• Given instruction: Set out every line of the items below as a numbered list, skipping any blank lines.

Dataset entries
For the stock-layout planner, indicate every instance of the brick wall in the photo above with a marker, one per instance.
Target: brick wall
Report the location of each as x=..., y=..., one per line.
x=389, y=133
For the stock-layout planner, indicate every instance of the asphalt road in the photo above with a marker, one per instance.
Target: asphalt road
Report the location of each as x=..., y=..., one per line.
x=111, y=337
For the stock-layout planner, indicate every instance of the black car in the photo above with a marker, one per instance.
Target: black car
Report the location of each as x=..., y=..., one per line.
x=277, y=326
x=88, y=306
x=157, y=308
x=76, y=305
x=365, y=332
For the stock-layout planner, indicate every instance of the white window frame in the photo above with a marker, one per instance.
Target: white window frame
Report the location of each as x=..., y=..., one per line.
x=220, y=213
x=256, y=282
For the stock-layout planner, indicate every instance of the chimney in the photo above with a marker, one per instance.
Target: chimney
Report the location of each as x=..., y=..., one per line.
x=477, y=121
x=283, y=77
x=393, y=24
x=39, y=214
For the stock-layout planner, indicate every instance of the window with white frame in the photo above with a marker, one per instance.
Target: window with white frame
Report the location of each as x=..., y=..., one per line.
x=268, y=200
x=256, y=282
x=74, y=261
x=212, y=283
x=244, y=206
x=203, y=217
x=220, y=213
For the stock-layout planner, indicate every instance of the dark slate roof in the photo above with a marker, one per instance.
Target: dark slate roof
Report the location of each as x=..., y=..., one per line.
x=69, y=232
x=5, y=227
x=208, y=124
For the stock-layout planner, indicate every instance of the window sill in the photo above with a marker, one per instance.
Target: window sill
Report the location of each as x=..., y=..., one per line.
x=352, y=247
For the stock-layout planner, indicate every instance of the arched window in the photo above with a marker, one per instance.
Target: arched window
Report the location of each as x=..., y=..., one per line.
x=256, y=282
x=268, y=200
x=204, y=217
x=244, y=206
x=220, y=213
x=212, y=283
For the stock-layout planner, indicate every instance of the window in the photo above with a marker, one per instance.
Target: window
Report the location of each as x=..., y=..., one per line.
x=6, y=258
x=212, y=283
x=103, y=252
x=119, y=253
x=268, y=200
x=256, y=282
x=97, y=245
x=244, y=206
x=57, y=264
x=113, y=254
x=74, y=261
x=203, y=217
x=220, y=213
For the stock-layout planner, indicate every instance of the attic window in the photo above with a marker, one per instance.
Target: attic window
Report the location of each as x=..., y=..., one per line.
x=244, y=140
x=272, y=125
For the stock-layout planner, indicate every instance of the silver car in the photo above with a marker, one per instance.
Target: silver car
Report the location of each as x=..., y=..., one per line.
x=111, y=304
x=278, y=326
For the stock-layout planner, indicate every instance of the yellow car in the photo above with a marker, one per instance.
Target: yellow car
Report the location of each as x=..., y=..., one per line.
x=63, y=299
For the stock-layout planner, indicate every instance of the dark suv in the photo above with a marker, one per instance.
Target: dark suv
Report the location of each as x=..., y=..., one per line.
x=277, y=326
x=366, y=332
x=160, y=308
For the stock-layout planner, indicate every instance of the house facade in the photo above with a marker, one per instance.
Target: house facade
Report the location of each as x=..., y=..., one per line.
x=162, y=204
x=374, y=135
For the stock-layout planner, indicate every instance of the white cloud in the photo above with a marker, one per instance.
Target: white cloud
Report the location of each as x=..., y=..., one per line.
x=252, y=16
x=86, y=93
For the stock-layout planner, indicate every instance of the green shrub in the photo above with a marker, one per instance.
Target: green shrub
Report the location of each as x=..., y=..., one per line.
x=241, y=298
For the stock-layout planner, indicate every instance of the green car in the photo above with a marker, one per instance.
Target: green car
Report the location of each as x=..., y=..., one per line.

• Task solution:
1. For the stock-layout planner, indicate every instance of the brick wall in the photo above with a marker, one per instance.
2. Target: brick wall
3. Report the location of each as x=..., y=..., one per line.
4. x=389, y=133
5. For the stock-layout planner, indicate every instance of the asphalt road in the photo above with a marker, one per instance.
6. Target: asphalt road
7. Report the location of each as x=..., y=..., one per line.
8. x=111, y=337
9. For the stock-layout planner, indicate every instance of the black car in the photo above with a marker, one per instance.
10. Target: black car
11. Report the location of each as x=..., y=..., one per line.
12. x=277, y=326
13. x=88, y=306
14. x=157, y=308
15. x=76, y=305
16. x=365, y=332
17. For the stock-layout planner, indicate every instance of the white window frame in the photo above with a marker, one per instance.
18. Target: white window frame
19. Report the location of each as x=..., y=..., one per line.
20. x=220, y=213
21. x=256, y=282
22. For the stock-layout planner, indicate every instance of the chimney in the photo above with a marker, one per instance.
23. Target: chimney
24. Report the location of each as x=..., y=..., one per line.
25. x=477, y=121
26. x=283, y=77
27. x=393, y=24
28. x=39, y=214
29. For the stock-layout planner, indicate every instance of the window with white frame in the photo above with a marker, one per instance.
30. Target: window with white frame
31. Report the location of each as x=..., y=..., one per line.
32. x=268, y=200
33. x=256, y=282
34. x=74, y=261
35. x=212, y=283
36. x=244, y=206
37. x=203, y=217
38. x=220, y=213
39. For the stock-layout planner, indicate every instance of the dark slate roof in the photo above with a marker, one per instance.
40. Target: dark slate roof
41. Report the location of each as x=..., y=..., one per line.
42. x=69, y=232
43. x=5, y=227
44. x=208, y=124
45. For the stock-layout planner, indicate every instance of the window sill in the photo above with a marker, one per instance.
46. Target: window sill
47. Report the location of each as x=..., y=..., one per line.
48. x=352, y=247
49. For the stock-layout planner, indicate every instance of the arched window in the photo above with a marker, one per instance.
50. Target: arched window
51. Report the location of each as x=..., y=..., one per line.
52. x=256, y=282
53. x=268, y=200
54. x=204, y=217
55. x=244, y=206
56. x=220, y=213
57. x=212, y=283
58. For the stock-layout planner, indicate every instance of the window in the photo above with a marker, one per instance.
59. Target: window
60. Report the location of each as x=..., y=..., one per line.
61. x=6, y=258
62. x=212, y=283
63. x=103, y=252
64. x=119, y=253
65. x=268, y=200
66. x=256, y=282
67. x=97, y=245
68. x=244, y=206
69. x=57, y=264
70. x=113, y=254
71. x=74, y=261
72. x=203, y=217
73. x=220, y=213
74. For the stock-layout planner, indicate every instance of the attic window in the photo above with a marker, one per instance.
75. Target: attic window
76. Report the location of each as x=..., y=..., one per line.
77. x=244, y=140
78. x=272, y=125
79. For the stock-layout planner, indicate every instance of the silver car in the photo above with a marker, one per instance.
80. Target: silver car
81. Report the location of each as x=..., y=..., one per line.
82. x=111, y=304
83. x=278, y=326
84. For the stock-layout planner, indicate every instance of the yellow car in the photo above with a marker, one per instance.
85. Target: yellow car
86. Report the location of each as x=..., y=..., one per line.
87. x=63, y=299
88. For the stock-layout planner, indicate every instance of the dark suv in the photo above with a marker, one per instance.
89. Target: dark suv
90. Report the location of each as x=..., y=..., one per line.
91. x=277, y=326
92. x=366, y=332
93. x=160, y=308
94. For the stock-layout planner, indicate every instance of the house facade in the photo above with a marker, one per instance.
95. Target: house facade
96. Report the location of each as x=..., y=..., one per line.
97. x=162, y=204
98. x=374, y=135
99. For the stock-layout planner, indicate every instance of the white cloud in the photo above with a marker, one per instance.
100. Target: white cloud
101. Report the location of each as x=..., y=..., one per line.
102. x=252, y=16
103. x=86, y=93
104. For the stock-layout planner, indicate every instance of the green shrub in the photo above with a marker, one per instance.
105. Target: green shrub
106. Report the location of each as x=..., y=..., one per line.
107. x=241, y=298
108. For the stock-layout planner, indicate every instance of the green car in the photo above with a marker, one per instance.
109. Target: green car
110. Report the location of each as x=..., y=..., one per line.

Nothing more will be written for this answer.